- **DIRECTIONS FOR THIS TASK**
Carry on the news report below about rebuilding after the Charlotte Fire in Pocatello, starting after its final sentence.

- **QUOTED PASSAGE**
....

It's been one month since the Charlotte Fire roared through Pocatello, destroying 66 homes, and now many victims of the fire are working on rebuilding.
Steve Leaman lost his home, and everything he owns in the Charlotte Fire.
For the first week after the blaze Leaman lived in a small tent camping out with his two dogs, until a good samaritan dropped off a camper and said Leaman could keep it as long as he needed.
"I did not realize how many friends are out there. The community has been unbelievable, and they didn't just come in one day and leave, they're still here,” Leaman said.
Leaman is one of those anxious to get started rebuilding. The hole is dug and the foundation is ready to pour, but Leaman, like many other victims of the fire, has to wait on papers and permits before he can start rebuilding.
"You think things are going to go smooth and you're ready to roll, and then you get shut down, and it's just been kind of a roller coaster ride,” Leaman said.

....

- **DATA EXCERPTS**

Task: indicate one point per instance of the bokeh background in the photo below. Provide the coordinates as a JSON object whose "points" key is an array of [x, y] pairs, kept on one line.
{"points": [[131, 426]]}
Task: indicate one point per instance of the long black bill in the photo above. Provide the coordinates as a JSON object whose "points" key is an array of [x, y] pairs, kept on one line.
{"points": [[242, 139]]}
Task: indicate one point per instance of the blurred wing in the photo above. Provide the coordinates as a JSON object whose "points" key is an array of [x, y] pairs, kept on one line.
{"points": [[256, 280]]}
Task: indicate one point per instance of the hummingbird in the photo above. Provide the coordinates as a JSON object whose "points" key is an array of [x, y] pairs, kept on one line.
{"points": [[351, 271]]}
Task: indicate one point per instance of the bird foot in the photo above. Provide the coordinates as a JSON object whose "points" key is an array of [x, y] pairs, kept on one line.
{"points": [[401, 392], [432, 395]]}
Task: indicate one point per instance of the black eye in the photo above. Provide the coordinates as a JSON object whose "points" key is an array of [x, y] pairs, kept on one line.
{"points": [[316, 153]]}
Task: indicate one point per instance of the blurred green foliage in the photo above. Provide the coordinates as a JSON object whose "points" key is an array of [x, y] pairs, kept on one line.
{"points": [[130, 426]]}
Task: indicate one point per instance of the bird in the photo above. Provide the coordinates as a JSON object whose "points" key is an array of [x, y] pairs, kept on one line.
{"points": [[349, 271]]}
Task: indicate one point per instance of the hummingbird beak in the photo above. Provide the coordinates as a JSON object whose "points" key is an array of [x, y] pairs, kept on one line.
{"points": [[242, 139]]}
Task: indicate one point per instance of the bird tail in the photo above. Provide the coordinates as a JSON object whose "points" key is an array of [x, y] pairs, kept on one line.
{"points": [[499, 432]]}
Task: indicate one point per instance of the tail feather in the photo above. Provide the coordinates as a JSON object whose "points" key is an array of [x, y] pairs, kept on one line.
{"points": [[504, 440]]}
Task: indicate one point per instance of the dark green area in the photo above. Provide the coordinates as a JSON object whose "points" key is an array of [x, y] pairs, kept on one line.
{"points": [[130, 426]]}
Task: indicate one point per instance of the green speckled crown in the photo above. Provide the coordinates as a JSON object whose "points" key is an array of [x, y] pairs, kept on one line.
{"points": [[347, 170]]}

....

- **TASK ANSWER**
But not everyone is planning on rebuilding where their homes once stood.
"We evaluated things. And with my health, not knowing where it's going to be in the future, we opted not to rebuild,” Charlotte Fire victim Richard Jeppson said.
Jeppson had recently returned from cancer treatments in Salt Lake City before the Charlotte Fire.
Roads were blocked off when he tried to rush home, his pet dogs and thousands of dollars worth of cancer medication were destroyed.
During the last month he and his wife lived out of the Clarion Inn until moving into a new home they bought on Thursday.